Page:
══════

The odd number resulted in scheduling difficulties and a variety of tournament formats in the respective sport schedules and, in an attempt to resolve some of the conflict, the conference adopted a two-division system for competition in major team sports in 1976. Schools were divided by location, first into East and West Divisions and later into the present North and South Divisions. The odd-number situation was temporarily relieved when Carleton withdrew from the league in 1982 and the conference added St. Norbert and Illinois College to bring its membership to an all-time high of 12 schools. Chicago left in 1987 and Carroll was added in 1992 to allow the conference to maintain two separate four- or five-team divisions through those years. The conference’s most recent change was caused by the dual defection of South Division members Coe and Cornell following the 1996-97 school year, a move which resulted in another round of tournament format changes and divisional realignment.

Sport Sponsorship in the MCAC

The Midwest Conference made it clear early in its formative years that it did not intend to be a one-sport organization. From the beginning it aimed at balance and a varied program, in which large numbers of students would be engaged the entire year in all the sports appropriate to conditions at its liberal arts colleges. The MCAC, however, had to base its first intercollegiate athletic schedules on sports far enough developed in the 1920’s to make possible sensible and satisfactory competition. This meant that, during its first decade, the Conference had to depend entirely on the momentum generated by the three major sports of football, basketball, and track.

As previously mentioned, intercollegiate competition sponsored by the conference opened with a track and field meet in May 1921 and a second meet was held the following year. In the fall of 1922, the first official Midwest Conference football schedule was launched and basketball competition followed immediately during the winter of 1922-23.

This major-sport pattern involving football, basketball and track was maintained without change until the fall of 1929 when the first Midwest Conference Cross Country Meet was run on a course at Cornell College in Mount Vernon, Iowa. This breakthrough addition of a minor sport allowed the league to move toward its original goal of a broad overall athletic program.

Tennis and golf were the fifth and sixth intercollegiate sports officially recognized by the MCAC. The first Midwest Conference Tennis Tournament was held on May 30, 1931, at Coe College in Cedar Rapids, Iowa. A year later, on May 28, 1932, a Midwest Conference Golf Tournament was held at Galesburg, Illinois with Knox College serving as the host school. The advocates of two popular indoor winter sports, swimming and wrestling, soon won their case for recognition. Lawrence hosted the first Midwest Conference Swimming Meet in Appleton, Wisconsin, on March 7, 1936, and also served as the site for the initial Midwest Conference Wrestling Tournament two years later on March 5, 1938.

══════

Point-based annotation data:
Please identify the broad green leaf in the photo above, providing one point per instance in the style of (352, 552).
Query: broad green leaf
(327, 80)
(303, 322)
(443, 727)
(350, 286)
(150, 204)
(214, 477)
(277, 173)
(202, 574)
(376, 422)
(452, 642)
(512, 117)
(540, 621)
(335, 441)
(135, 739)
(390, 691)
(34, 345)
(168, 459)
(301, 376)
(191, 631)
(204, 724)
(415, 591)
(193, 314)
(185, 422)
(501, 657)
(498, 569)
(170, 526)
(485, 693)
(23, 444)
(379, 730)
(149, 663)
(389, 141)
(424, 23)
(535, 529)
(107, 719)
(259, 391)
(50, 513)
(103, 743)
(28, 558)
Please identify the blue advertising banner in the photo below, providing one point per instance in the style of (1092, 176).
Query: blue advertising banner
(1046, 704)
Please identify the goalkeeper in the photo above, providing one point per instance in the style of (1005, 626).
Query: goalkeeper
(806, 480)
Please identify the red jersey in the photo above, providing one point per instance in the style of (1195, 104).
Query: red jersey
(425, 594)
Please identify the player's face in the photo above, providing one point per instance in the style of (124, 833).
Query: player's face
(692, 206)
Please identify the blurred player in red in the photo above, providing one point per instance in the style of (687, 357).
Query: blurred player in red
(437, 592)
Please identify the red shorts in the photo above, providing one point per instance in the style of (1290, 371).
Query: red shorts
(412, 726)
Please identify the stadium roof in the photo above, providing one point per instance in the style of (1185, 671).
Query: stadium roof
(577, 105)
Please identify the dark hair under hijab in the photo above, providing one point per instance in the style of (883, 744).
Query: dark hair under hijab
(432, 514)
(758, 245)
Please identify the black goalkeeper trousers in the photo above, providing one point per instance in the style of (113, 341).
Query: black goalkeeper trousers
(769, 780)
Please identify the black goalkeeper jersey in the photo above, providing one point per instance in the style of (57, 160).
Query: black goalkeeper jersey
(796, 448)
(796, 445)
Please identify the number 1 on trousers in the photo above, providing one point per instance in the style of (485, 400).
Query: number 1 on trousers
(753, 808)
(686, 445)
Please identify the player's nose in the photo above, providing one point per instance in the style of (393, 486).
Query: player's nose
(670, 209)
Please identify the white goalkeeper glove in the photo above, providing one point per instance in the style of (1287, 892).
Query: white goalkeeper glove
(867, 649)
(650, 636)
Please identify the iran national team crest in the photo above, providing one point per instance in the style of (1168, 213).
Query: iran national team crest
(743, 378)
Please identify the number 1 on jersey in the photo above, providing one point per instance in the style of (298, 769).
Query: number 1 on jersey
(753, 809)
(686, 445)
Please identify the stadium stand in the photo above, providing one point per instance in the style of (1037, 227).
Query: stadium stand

══════

Answer these questions using the Midwest Conference history:
1. In what year did the conference adopt a two-division system for major team sports?
2. Where was the first Midwest Conference Cross Country Meet run?
3. Which school hosted the first Midwest Conference Swimming Meet?

Task solution:
1. 1976
2. On a course at Cornell College in Mount Vernon, Iowa
3. Lawrence